- WHAT THE EXERCISE ASKS:
Without changing a character, output all of the records.

Data entries
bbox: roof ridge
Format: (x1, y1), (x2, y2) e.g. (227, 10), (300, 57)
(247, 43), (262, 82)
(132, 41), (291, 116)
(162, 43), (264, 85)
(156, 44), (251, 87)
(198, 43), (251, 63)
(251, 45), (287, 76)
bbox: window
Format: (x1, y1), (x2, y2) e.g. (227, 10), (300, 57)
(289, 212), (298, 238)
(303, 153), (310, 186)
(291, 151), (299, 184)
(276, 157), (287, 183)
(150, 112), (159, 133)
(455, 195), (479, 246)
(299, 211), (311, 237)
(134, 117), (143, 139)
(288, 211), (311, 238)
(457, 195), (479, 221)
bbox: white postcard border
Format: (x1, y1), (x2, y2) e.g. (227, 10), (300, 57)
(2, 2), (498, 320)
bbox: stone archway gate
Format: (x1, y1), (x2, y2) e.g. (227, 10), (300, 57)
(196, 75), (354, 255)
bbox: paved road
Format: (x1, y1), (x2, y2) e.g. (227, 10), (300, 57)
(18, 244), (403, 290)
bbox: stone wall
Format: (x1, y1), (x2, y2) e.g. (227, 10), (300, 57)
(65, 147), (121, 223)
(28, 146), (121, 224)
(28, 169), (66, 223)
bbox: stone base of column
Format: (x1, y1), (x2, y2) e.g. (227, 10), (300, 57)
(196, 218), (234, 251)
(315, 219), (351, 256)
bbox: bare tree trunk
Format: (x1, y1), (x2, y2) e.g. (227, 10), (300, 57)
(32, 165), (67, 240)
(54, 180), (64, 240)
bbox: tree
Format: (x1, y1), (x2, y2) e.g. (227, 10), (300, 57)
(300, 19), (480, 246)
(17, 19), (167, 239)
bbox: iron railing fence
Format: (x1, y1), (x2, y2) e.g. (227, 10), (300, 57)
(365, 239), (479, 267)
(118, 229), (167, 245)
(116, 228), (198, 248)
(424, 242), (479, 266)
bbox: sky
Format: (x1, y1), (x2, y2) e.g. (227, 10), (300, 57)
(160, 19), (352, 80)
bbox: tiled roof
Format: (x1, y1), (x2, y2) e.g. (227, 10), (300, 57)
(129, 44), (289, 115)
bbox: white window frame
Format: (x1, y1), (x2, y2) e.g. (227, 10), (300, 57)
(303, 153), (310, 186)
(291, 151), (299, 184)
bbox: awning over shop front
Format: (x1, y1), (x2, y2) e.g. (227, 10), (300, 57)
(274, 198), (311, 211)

- WORKED SOLUTION:
bbox: roof ridge
Format: (x1, y1), (x2, y2) e.g. (227, 10), (300, 57)
(247, 43), (262, 82)
(132, 41), (291, 116)
(162, 43), (264, 85)
(156, 44), (251, 87)
(198, 43), (251, 63)
(251, 45), (287, 76)
bbox: window
Format: (x1, y1), (x2, y2) e.g. (227, 10), (300, 57)
(289, 212), (298, 238)
(303, 153), (310, 186)
(291, 151), (299, 184)
(276, 157), (287, 183)
(150, 112), (159, 133)
(455, 195), (479, 246)
(299, 211), (311, 237)
(134, 117), (143, 139)
(288, 211), (311, 238)
(457, 195), (479, 221)
bbox: white postcard border
Format: (x1, y1), (x2, y2) e.g. (227, 10), (300, 57)
(2, 2), (498, 320)
bbox: stone archway gate
Format: (x1, y1), (x2, y2) e.g. (227, 10), (300, 57)
(196, 75), (354, 255)
bbox: paved road
Format: (x1, y1), (x2, y2) e.g. (227, 10), (300, 57)
(18, 244), (403, 290)
bbox: stone wall
Format: (x1, y1), (x2, y2) e.g. (227, 10), (300, 57)
(65, 147), (121, 223)
(28, 146), (121, 224)
(28, 169), (66, 223)
bbox: stone base of column
Format: (x1, y1), (x2, y2) e.g. (227, 10), (300, 57)
(196, 218), (234, 251)
(315, 219), (351, 256)
bbox: bare tree trunk
Format: (x1, y1), (x2, y2) e.g. (227, 10), (300, 57)
(32, 165), (67, 240)
(54, 180), (64, 240)
bbox: tree
Format: (x1, y1), (x2, y2) e.g. (227, 10), (300, 57)
(300, 19), (480, 246)
(17, 19), (167, 239)
bbox: iron railing fence
Format: (x1, y1), (x2, y2) e.g. (227, 10), (300, 57)
(365, 239), (479, 267)
(118, 229), (167, 245)
(116, 228), (198, 248)
(424, 242), (479, 266)
bbox: sky
Format: (x1, y1), (x2, y2) e.g. (227, 10), (300, 57)
(160, 19), (352, 80)
bbox: tiled roof
Format: (x1, y1), (x2, y2) e.g. (227, 10), (300, 57)
(129, 44), (289, 115)
bbox: white window frame
Format: (x1, y1), (x2, y2) e.g. (227, 10), (300, 57)
(303, 153), (310, 186)
(291, 151), (299, 184)
bbox: awning over shop front
Format: (x1, y1), (x2, y2) e.g. (227, 10), (300, 57)
(274, 198), (311, 211)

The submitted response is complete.